-- Records shown start --
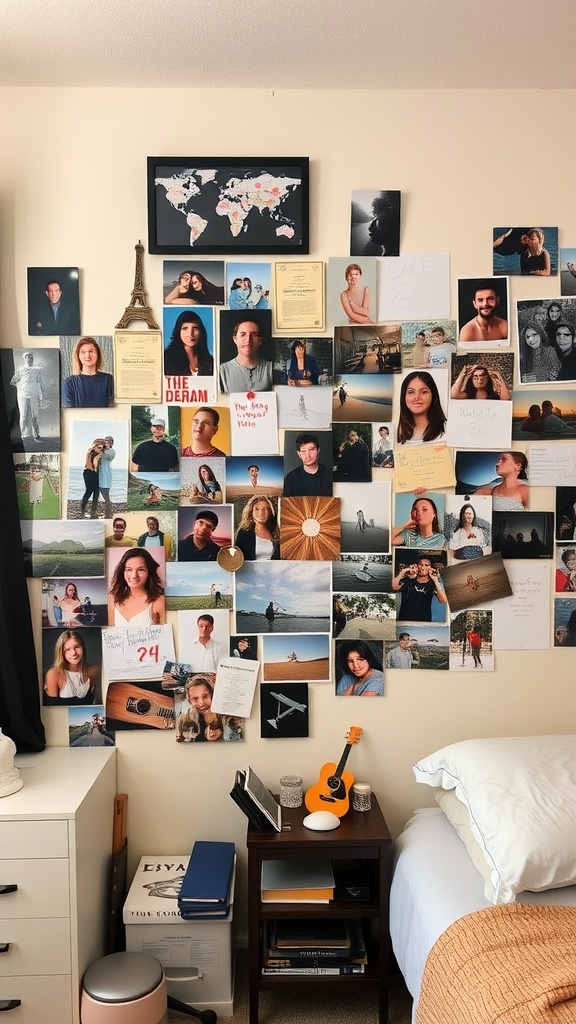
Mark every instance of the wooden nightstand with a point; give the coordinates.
(362, 836)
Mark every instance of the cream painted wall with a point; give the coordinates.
(73, 192)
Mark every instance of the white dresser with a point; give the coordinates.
(55, 848)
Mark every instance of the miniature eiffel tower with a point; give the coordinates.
(138, 308)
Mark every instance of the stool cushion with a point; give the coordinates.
(122, 977)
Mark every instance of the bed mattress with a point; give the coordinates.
(435, 883)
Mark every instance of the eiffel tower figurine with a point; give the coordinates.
(138, 308)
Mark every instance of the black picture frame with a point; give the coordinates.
(206, 180)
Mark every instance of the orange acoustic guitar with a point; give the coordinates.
(126, 702)
(331, 791)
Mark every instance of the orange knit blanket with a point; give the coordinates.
(512, 964)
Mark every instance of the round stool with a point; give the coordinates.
(124, 988)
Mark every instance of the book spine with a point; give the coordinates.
(342, 969)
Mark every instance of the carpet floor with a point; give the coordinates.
(322, 1007)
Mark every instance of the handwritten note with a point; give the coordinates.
(234, 689)
(253, 424)
(479, 424)
(423, 466)
(414, 286)
(137, 652)
(523, 621)
(551, 465)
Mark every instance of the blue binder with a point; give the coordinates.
(208, 876)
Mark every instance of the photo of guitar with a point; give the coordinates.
(139, 708)
(331, 791)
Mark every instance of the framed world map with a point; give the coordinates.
(217, 206)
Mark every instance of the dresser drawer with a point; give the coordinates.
(43, 889)
(37, 946)
(44, 1000)
(33, 839)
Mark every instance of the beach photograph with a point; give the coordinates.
(305, 597)
(301, 659)
(370, 349)
(363, 398)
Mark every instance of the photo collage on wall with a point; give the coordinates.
(366, 477)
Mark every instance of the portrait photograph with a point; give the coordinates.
(546, 335)
(190, 367)
(38, 485)
(526, 251)
(544, 414)
(310, 528)
(419, 646)
(304, 659)
(568, 271)
(365, 514)
(215, 205)
(366, 398)
(302, 363)
(483, 312)
(467, 526)
(375, 222)
(193, 283)
(418, 585)
(248, 285)
(428, 343)
(305, 597)
(71, 603)
(471, 640)
(53, 300)
(31, 382)
(362, 573)
(352, 453)
(86, 371)
(470, 585)
(72, 662)
(284, 711)
(352, 291)
(523, 535)
(97, 471)
(262, 475)
(358, 613)
(63, 548)
(198, 585)
(203, 481)
(372, 349)
(360, 670)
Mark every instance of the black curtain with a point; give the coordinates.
(19, 696)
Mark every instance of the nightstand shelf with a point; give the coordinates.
(362, 836)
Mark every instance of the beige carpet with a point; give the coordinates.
(322, 1007)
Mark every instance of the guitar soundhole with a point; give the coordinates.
(139, 707)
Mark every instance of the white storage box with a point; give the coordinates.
(197, 955)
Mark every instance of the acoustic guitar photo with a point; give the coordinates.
(138, 708)
(331, 791)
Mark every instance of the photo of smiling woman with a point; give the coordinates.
(136, 595)
(359, 669)
(71, 679)
(421, 416)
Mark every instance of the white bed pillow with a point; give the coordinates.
(521, 796)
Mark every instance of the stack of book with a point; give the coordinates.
(296, 882)
(327, 946)
(207, 888)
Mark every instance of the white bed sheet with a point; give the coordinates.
(434, 884)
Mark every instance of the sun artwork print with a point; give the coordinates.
(310, 528)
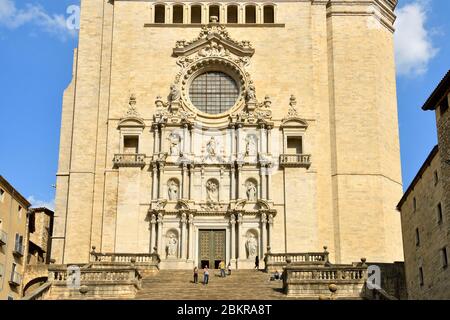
-- Records shown end --
What is being asked
Copy each line of the entries above that contains the word "acoustic". Case counts.

Finished exercise
Mark every instance of the orange acoustic guitar with a point; give the coordinates.
Mark every instance of the acoustic guitar photo with a point; give the coordinates.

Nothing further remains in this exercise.